#### Goal
Copy the data precisely, keeping every character.

(A block of data)
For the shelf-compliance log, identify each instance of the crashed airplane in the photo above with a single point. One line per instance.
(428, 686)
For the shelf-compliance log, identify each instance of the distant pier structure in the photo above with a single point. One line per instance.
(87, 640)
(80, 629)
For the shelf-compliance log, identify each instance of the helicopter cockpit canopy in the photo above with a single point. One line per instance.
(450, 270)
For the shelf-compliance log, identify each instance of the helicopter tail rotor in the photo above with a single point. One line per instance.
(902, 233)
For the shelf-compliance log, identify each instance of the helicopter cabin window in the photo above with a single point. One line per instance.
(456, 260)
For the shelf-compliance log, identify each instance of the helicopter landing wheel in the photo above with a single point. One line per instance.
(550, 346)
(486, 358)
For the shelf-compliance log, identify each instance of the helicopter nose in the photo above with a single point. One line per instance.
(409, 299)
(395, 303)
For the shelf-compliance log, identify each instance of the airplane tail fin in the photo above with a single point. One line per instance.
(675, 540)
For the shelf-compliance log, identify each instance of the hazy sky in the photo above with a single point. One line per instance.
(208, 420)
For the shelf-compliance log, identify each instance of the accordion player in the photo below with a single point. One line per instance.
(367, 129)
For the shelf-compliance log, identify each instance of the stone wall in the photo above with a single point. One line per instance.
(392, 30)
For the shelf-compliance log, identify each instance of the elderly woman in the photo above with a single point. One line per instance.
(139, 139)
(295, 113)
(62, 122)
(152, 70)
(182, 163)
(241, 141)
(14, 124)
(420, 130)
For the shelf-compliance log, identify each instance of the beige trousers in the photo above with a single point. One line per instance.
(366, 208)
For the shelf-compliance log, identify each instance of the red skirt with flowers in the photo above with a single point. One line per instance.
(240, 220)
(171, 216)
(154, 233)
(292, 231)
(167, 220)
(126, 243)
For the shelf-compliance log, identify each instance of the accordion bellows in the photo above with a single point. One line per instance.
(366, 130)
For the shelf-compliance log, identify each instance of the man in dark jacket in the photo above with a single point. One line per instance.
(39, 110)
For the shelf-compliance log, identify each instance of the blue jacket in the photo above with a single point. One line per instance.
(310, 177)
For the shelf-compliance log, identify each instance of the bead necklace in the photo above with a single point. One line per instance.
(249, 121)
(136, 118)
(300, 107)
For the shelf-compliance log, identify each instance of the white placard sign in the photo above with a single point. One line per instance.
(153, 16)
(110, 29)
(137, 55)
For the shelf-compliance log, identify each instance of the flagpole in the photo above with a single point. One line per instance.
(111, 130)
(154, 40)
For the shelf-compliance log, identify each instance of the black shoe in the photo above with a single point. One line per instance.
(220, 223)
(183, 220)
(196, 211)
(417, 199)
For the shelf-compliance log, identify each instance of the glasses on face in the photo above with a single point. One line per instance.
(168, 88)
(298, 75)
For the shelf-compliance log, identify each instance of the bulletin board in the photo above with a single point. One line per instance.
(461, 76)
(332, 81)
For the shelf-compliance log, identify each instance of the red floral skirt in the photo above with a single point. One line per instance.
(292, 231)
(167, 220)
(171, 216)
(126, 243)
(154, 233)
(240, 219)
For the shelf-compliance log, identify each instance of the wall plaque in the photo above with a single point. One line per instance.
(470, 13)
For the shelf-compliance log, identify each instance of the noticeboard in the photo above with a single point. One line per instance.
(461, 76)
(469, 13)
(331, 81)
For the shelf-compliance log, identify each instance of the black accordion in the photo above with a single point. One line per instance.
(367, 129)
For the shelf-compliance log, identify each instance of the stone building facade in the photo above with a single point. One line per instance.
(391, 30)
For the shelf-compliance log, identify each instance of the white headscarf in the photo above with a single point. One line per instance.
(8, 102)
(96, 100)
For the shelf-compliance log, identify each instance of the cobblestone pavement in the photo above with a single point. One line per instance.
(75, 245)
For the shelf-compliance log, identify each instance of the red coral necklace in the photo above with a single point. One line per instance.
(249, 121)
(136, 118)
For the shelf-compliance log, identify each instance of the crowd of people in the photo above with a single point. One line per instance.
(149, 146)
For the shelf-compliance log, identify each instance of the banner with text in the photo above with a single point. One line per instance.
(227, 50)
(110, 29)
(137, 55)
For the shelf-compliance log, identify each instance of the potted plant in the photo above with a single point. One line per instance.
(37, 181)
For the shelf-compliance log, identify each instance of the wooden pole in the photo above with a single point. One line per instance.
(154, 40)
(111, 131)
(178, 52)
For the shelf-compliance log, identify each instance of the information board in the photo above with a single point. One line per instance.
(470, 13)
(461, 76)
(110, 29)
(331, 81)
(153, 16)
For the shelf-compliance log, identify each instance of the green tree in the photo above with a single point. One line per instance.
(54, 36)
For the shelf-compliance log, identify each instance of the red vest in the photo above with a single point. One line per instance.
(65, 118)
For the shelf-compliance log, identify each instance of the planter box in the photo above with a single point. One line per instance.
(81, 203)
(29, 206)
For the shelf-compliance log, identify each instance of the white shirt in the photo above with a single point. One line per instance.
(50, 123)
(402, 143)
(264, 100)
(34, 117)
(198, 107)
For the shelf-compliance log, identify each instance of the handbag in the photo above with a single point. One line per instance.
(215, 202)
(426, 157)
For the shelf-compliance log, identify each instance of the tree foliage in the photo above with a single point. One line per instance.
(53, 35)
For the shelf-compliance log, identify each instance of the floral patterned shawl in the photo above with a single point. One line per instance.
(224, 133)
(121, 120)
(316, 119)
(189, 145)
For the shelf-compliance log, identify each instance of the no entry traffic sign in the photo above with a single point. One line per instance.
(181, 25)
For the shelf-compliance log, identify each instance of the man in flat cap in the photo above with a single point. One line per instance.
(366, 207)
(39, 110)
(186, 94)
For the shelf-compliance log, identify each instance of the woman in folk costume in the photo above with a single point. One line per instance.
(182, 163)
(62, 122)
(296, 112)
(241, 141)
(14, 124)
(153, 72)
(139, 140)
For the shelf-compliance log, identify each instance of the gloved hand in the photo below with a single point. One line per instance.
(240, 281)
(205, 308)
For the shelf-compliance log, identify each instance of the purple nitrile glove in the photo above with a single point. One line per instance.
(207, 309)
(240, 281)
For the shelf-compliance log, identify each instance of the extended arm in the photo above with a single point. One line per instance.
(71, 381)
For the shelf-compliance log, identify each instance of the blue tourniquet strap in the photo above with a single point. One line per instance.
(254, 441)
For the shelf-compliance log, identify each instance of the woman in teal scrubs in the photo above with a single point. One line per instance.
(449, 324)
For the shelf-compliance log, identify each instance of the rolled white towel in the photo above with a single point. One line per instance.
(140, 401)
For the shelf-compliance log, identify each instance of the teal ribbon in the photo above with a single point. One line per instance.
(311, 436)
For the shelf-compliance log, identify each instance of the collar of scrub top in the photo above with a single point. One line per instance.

#### Full output
For the shelf-compliance log, identify each instance of the crashed airplane in the photo above with a single point. One line per instance.
(428, 686)
For the shelf-compliance log, identify each instance of the distant pier structure in the photo above with a single point. One line per instance.
(87, 640)
(80, 629)
For the shelf-compliance log, identify each instance of the helicopter cockpit canopy in the photo above with a single point. One line per instance.
(450, 270)
For the shelf-compliance log, identify each instance of the helicopter tail rotor in the photo above with a single point. One line per instance.
(902, 233)
For the shelf-compliance log, identify each instance of the helicopter cabin window in the photo above with a single point. One line per instance.
(456, 260)
For the shelf-compliance log, identify each instance of the helicopter landing wheel in the photo above with a single point. One line per instance.
(550, 346)
(486, 358)
For the shelf-compliance log, identify each instance of the helicopter nose in the photo above with a single point. One line per instance.
(409, 299)
(395, 303)
For the shelf-compliance log, identify each instance of the airplane tail fin in the photo above with a single point. One line per instance.
(675, 540)
For the shelf-compliance log, identify each instance of the hazy sky in the photo above with a single point. One line per instance.
(208, 420)
For the shelf-compliance log, identify each instance of the accordion player in the photo below with a single point. One line per instance.
(367, 129)
For the shelf-compliance log, identify each instance of the stone wall in the photo above with a single point. One line per instance.
(392, 30)
For the shelf-compliance log, identify each instance of the elderly woman in the photo above with a single point. One line per instance.
(139, 139)
(295, 113)
(62, 122)
(152, 70)
(182, 163)
(241, 141)
(14, 124)
(420, 130)
For the shelf-compliance log, identify each instance of the beige trousers in the photo above with a single point. One line per instance.
(366, 208)
For the shelf-compliance log, identify each instance of the red skirt with flowers in the photo above with a single point. One line per instance.
(240, 220)
(171, 216)
(154, 233)
(292, 231)
(167, 220)
(126, 243)
For the shelf-compliance log, identify each instance of the accordion bellows in the photo above with a single point. One line per instance.
(366, 130)
For the shelf-compliance log, identify each instance of the man in dark jacket in the photo above with a single point. One line per instance.
(39, 110)
For the shelf-compliance log, identify each instance of the blue jacket in the photo above with a single point. One line per instance.
(310, 177)
For the shelf-compliance log, identify each instance of the bead necklace in the photo above with a single point. One line per instance.
(249, 121)
(136, 118)
(300, 107)
For the shelf-compliance log, identify each instance of the white placard sign in the photo above with a single point. One line per instance.
(153, 16)
(110, 29)
(137, 55)
For the shelf-compliance log, identify each instance of the flagpole in the photo above with a single point. One line per instance.
(111, 130)
(154, 40)
For the shelf-compliance log, identify each instance of the black shoe in the photo above with a single point. One line per instance.
(220, 223)
(183, 220)
(196, 211)
(417, 199)
For the shelf-compliance log, identify each instance of the glasses on face in the photo above with a single point. One line per instance.
(168, 88)
(298, 75)
For the shelf-compliance log, identify each instance of the bulletin board in the photo above with a single point. One line per instance.
(461, 76)
(332, 81)
For the shelf-compliance log, identify each instance of the red floral skirt in the photo above with a single point. One line per instance.
(292, 231)
(167, 220)
(171, 216)
(126, 243)
(154, 233)
(240, 219)
For the shelf-compliance log, identify each instance of the wall plaque in the photo above with a single point. One line per instance.
(470, 13)
For the shelf-compliance log, identify each instance of the noticeboard in the photo above with a single point. One line per instance.
(461, 76)
(469, 13)
(331, 81)
For the shelf-compliance log, identify each instance of the black accordion in the photo above with a single point. One line per instance.
(367, 129)
For the shelf-compliance log, identify each instance of the stone building facade in the photo above with a single point. One line per instance.
(391, 30)
For the shelf-compliance log, identify each instance of the white headscarf in the photo above with a single point. One line per instance.
(8, 102)
(96, 100)
For the shelf-compliance log, identify each instance of the cobblestone pavement in the photo above with a single point. One line per instance.
(75, 245)
For the shelf-compliance log, identify each instance of the red coral necklace in the photo above with a single point. One line per instance.
(249, 121)
(136, 118)
For the shelf-compliance log, identify each instance of the crowd of people in the photo above with a single point. One line per instance.
(149, 146)
For the shelf-compliance log, identify each instance of the banner with text in the photo above with a single point. One line per instance.
(227, 50)
(110, 29)
(137, 55)
For the shelf-compliance log, identify each instance of the potted plant in the photo above with a single point. One line per instance.
(37, 181)
For the shelf-compliance log, identify each instance of the wooden pole in the photo above with a single point. One line per instance.
(154, 40)
(111, 131)
(178, 52)
For the shelf-compliance log, identify each instance of the information board in the photo above with a single point. One line per instance.
(470, 13)
(461, 76)
(110, 29)
(331, 81)
(153, 16)
For the shelf-compliance log, identify each instance of the green tree in the photo above with a single point. One line per instance.
(54, 36)
For the shelf-compliance log, identify each instance of the red vest in the photo above with a single point. One line per instance.
(65, 118)
For the shelf-compliance log, identify each instance of the planter box in the photo above with a single point. One line per instance.
(81, 203)
(29, 206)
For the shelf-compliance log, identify each instance of the white shirt in the photo above with a single point. One line per instance.
(50, 123)
(402, 143)
(264, 100)
(34, 117)
(198, 107)
For the shelf-compliance log, identify each instance of the handbag in the photo above with a single point. One line per instance.
(215, 202)
(426, 157)
For the shelf-compliance log, identify each instance of the tree foliage in the photo above with a single point. One line per instance.
(53, 35)
For the shelf-compliance log, identify each instance of the floral patterned shawl in the photo above with a single point. One line per instance.
(224, 133)
(121, 120)
(316, 119)
(189, 145)
For the shelf-compliance log, identify each instance of the no entry traffic sign in the photo above with a single point. One line per instance.
(181, 25)
For the shelf-compliance log, identify each instance of the man in flat cap in the photo above with a single point. One line per instance.
(366, 207)
(39, 110)
(186, 94)
For the shelf-compliance log, identify each instance of the woman in folk costume in the photo above with a single point. One line per instance.
(182, 163)
(62, 122)
(296, 112)
(241, 141)
(14, 124)
(153, 72)
(139, 140)
For the shelf-compliance log, identify each instance of the gloved hand in the photo below with a single point. One line per instance.
(240, 281)
(205, 308)
For the shelf-compliance log, identify each instance of the purple nitrile glove in the photo above with a single point. One line per instance.
(207, 309)
(240, 281)
For the shelf-compliance log, identify each instance of the extended arm in the photo above with a single point. One line per instance.
(71, 381)
For the shelf-compliance log, identify each instance of the blue tourniquet strap in the photo above with a single point. One line per instance.
(254, 441)
For the shelf-compliance log, identify each instance of the woman in teal scrubs in the photo above with a single point. One line per instance.
(449, 324)
For the shelf-compliance log, identify each instance of the rolled white towel in the photo above with a single point. One line per instance.
(140, 401)
For the shelf-compliance log, identify each instance of the teal ribbon in the photo above with a single point. One line per instance.
(311, 436)
For the shelf-compliance log, identify each instance of the collar of scrub top in the photo above with a single point. One line per instance.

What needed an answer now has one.